Exercise inputs:
----

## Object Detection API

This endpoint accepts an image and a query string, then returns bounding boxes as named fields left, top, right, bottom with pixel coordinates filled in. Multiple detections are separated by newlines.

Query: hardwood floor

----

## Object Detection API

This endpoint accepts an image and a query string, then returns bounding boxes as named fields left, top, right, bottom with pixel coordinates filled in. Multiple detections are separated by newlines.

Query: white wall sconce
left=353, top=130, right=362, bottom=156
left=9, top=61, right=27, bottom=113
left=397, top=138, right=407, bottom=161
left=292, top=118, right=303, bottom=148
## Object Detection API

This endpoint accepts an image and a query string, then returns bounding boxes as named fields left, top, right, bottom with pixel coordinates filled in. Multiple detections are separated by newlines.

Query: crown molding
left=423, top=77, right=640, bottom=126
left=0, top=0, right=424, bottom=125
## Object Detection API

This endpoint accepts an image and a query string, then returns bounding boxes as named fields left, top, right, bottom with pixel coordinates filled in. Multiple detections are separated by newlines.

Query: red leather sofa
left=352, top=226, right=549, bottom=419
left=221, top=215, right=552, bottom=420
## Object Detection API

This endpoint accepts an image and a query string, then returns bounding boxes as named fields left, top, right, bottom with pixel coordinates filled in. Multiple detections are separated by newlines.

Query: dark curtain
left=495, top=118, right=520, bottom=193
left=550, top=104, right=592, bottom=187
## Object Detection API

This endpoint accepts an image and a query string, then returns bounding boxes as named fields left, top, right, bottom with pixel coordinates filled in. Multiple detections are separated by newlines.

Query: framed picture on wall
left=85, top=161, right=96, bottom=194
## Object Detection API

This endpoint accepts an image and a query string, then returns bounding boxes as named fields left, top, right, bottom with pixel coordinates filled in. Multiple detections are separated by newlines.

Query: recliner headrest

----

Task prompt: Your task is to restate, word for word, only those lines above that fall between the line holding "Query: framed picture on wall" and the line holding "Query: recliner headrest", inclusive.

Written reply:
Query: framed picture on wall
left=85, top=161, right=96, bottom=194
## Object Detection API

This endpoint accepts an image and a query string, then returns bounding boxes as named fields left, top, right, bottom with pixel coordinates filled in. Multiple detections are separated by newlines.

Query: recliner headrest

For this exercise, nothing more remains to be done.